**QUOTED PASSAGE:**
Over the course of several centuries, grotesque imagery has played a vital role in the arts, literature, and cultures all over the world. Attempting to attribute a clear-cut definition to the word grotesque has proven to be a challenge for historians and literary scholars since its definition has changed over time, but the role it plays in each of these subjects is essentially the same. The Grotesque serves as a means by which to stray away from conventional beauty standards, to distort and exaggerate, and combine the familiar with the unfamiliar- much like the Uncanny. Because of this, Gothic literature often incorporates grotesque imagery to further emphasize themes of chaos, madness, and other dark aspects of the human condition. This essay will examine the concept of grotesque imagery and the role it plays in challenging conventional body notions in Stevenson’s The Strange Case of Dr. Jekyll and Mr. Hyde and McCullers’ Ballad of the Sad Cafe.
When first introduced to the word grotesque, most people would think of its adjectival form: “very strange or ugly in a way that is not normal or natural.” (The Master’s Review). Although these are indeed common grotesque elements, they do not necessarily constitute the whole meaning of the word. Since actual word itself has evolved and changed meanings over the years, earlier iterations were used in a way that blurred the line between the real and unreal (The Masters Review). More recently, the Grotesque is used in literature to focus on the physical aspect of the human body. However, the Grotesque is both an artistic and literary term that involves a combination of the real and unreal, human and nonhuman, and horror and comedy.
An example of Grotesque literature that merges horror with comedy is in Nikolai Gogol’s short story “The Nose”, which is about a man named Ivan who wakes up one day and discovers that his nose has ran away, and is now walking around Russia dressed up as a police officer. The nose harasses him when he accuses it of running away from him, and then nearly arrests him (LetterPile). Clearly this plot is disturbing, but it is also so far-fetched that it’s comical. The Grotesque tends to defy clear definitions and borders that occupies the middle ground between life and death, and is inherently ambiguous. In literature as well as art, the grotesque is defined by what it does to boundaries- transgressing, merging, or destabilizing them (Connelly 4).
The presumed universals of classical beauty often involve symmetry, aesthetically pleasing subjects, and perfect body proportions. Grotesque imagery, however, is quite opposite of this. To quote Victor Hugo, “ideal beauty has only one standard whereas the variations and combinations possible for the grotesque are limitless.” (Connelly 4). Visual imagery often depicts the grotesque as being monstruos, deformed, and ugly. In her academic essay titled “The Grotesque Body: Fleshing Out the Subject”, Sara Cohen Shabot defines grotesque art as, “art whose form and subject matter appear to be a part of, while contradictory to, the natural, social, or personal worlds of which we are a part. Its images most often embody distortions in such as fashion that it confronts us as strange and disordered” (Shabot 58). An example of this can be seen in the painting The Skat Players (pictured below), by Otto Dix. In the painting, Dix chooses to depict his subjects as horrifying hybrids of machine and man in order to make a statement about the technological revolution that was taking place during the time at which he painted it- the 1920’s.

**OBJECTIVE A:**
What painting by Otto Dix does the essay on grotesque imagery give as an example?

**EXTRACTED ENTRIES:**
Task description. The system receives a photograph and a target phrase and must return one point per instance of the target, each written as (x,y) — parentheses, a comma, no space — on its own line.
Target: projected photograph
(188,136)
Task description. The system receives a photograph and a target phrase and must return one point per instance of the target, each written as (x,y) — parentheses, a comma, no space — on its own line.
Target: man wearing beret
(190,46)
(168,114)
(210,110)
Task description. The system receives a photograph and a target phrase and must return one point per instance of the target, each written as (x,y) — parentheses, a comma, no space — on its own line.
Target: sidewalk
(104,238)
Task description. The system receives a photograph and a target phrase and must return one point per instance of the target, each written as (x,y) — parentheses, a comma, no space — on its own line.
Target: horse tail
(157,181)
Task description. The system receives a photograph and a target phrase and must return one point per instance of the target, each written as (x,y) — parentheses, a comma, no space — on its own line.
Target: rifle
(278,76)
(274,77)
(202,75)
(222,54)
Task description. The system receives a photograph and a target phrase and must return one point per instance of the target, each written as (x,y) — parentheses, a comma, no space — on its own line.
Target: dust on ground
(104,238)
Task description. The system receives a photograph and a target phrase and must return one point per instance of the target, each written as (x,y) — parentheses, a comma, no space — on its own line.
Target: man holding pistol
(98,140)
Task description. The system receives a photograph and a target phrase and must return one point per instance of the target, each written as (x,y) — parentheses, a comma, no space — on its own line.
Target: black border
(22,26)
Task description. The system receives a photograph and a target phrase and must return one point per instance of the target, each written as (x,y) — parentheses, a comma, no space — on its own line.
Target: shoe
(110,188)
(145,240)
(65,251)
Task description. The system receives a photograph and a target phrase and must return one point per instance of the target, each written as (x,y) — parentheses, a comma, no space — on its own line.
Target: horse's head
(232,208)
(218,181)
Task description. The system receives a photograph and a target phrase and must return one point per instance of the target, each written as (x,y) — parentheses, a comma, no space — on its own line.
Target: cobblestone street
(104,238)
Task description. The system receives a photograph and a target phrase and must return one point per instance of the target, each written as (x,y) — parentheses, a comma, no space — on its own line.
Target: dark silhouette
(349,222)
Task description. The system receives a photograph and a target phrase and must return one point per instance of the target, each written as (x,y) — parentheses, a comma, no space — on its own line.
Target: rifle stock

**OBJECTIVE B:**
Extract every line of the rows that contains the string "horse". Match case exactly.

**ANSWER A:**
The Skat Players

**ANSWER B:**
Target: horse tail
Target: horse's head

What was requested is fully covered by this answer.